• [SHORT PROBLEM 1]: In the mailing list message on UseMethod() dispatch, what does supplying a second argument to UseMethod() allow?
• [SHORT PROBLEM 2]: Retype the mailing list message on UseMethod() dispatch from "On Fri, 16 Apr" to "for method dispatch.".
• [SHORT PROBLEM 3]: Write the next part of the mailing list message on UseMethod() dispatch, picking up after its final sentence.

R's UseMethod() does not dispatch on changed class() (PR#167)

Robert Gentleman rgentlem@hsph.harvard.edu
Thu, 15 Apr 1999 12:38:27 -0400 (EDT)



On Fri, 16 Apr 1999, Bill Venables wrote:

> Blundering late into this discussion I'm going to take a chance
> here and venture an opinion on what does happen in S3 UseMethod,
> regardless of what interpretations are made of A.6 in the white
> book.  This is by the "suck it and see" method, the only one I
> trust.  (The chance I take is in supposing this to be useful...)
> 
> 1. At the time of the UseMethod call the principal argument is
>    examined, and evaluated if necessary, and the class it has at
>    that stage is the one used for method dispatch.
> 
> 2. All non-missing arguments are passed on to the method with the
>    values they were supplied with at the time of the original
>    call, not the changed values they may have at the time of
>    dispatch, (including the principal argument).
> 
> 3. Missing arguments that have been given values at the time of
>    method dispatch, as well as local variables, retain their
>    current values when control passes to the method.
> 
> 4. Supplying a second argument to UseMethod() allows some other
>    argument than the first to act as the principal argument.
> 
> 5. Default values for arguments in the method supercede defaults
>    supplied in the generic.

• [ITEMS]:

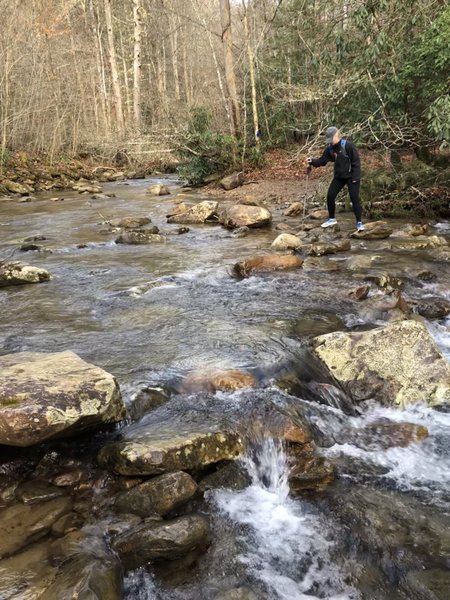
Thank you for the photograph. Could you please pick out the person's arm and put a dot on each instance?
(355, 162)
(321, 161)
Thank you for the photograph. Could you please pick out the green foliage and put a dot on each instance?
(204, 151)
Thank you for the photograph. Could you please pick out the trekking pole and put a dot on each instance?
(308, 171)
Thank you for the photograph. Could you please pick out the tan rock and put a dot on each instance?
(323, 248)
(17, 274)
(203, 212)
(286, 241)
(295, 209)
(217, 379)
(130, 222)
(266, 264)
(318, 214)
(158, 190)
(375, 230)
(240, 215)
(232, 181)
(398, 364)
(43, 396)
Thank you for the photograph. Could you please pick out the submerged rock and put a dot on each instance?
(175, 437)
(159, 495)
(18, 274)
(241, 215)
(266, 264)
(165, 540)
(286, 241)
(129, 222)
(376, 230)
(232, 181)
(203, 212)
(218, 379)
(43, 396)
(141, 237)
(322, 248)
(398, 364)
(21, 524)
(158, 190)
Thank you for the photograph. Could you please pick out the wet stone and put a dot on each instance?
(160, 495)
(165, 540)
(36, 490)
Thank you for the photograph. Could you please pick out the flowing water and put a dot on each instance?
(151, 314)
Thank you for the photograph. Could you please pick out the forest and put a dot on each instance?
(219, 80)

...

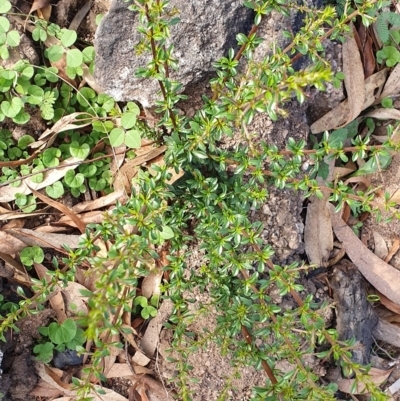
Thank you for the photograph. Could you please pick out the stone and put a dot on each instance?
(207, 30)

• [WRITTEN RESPONSE 1]: It allows some other argument than the first to act as the principal argument.

• [WRITTEN RESPONSE 2]:
On Fri, 16 Apr 1999, Bill Venables wrote:

> Blundering late into this discussion I'm going to take a chance
> here and venture an opinion on what does happen in S3 UseMethod,
> regardless of what interpretations are made of A.6 in the white
> book.  This is by the "suck it and see" method, the only one I
> trust.  (The chance I take is in supposing this to be useful...)
> 
> 1. At the time of the UseMethod call the principal argument is
>    examined, and evaluated if necessary, and the class it has at
>    that stage is the one used for method dispatch.

• [WRITTEN RESPONSE 3]:
> 
> The method directly occupies the frame of the generic, but
> arguments actually supplied to the generic re-assume their
> original supplied values (even though changes to the principal
> argument prior to method dispatch may determine mathod dispatch.)

  I don't think that's what S does. My experiments suggest that S
takes the current value of the principal argument regardless of
what was passed in. I asked JMC and if I understood him then that's
what is being done.
  As for other arguments, well it seems to pick things up at the point
that UseMethod is called from.
  For example,
  bar<-function(w, y, ...)
{
        y <- 12
        w <- 3
        UseMethod("bar")
}
  bar.default<-function(y, w) {
     print(w)
     print(y)
  }

  x<-30
  bar(x)

  yields:
[1] 3
[1] 12
[1] 12

  So, x was changed, y (even though missing from the original call
 now exists) and the names given to the arguments in the call to
 the generic have been used to match in the call to the method.

 In R, (0.65)
 I get 
  > Error: Argument "w" is missing, with no default.


 One small change (and back to S) 
  bar<- function(w, v, ...)
{
        y <- 12
        w <- 3
        UseMethod("bar")
}

  Now, for bar(x,20) I still get,
[1] 3
[1] 12
[1] 12
 
  I don't think that's what you want. But my guess as to the semantics
is the following.
  When UseMethod is called the generic is determined by the class
of the principal argument at that point. That method is grabbed
and it's arguments are matched using the frame of the currently
executing method (not the arguments in the call to the currently 
active method). Then that method is evaluated using a new frame,
but the bindings achieved from the match. 

We can do this; but do we want to? There is something particularly
unsettling about the method matching args from the currently active frame
rather than from the call to the generic.

  I'm working with:
S-PLUS : Copyright (c) 1988, 1996 MathSoft, Inc.
S : Copyright AT&T.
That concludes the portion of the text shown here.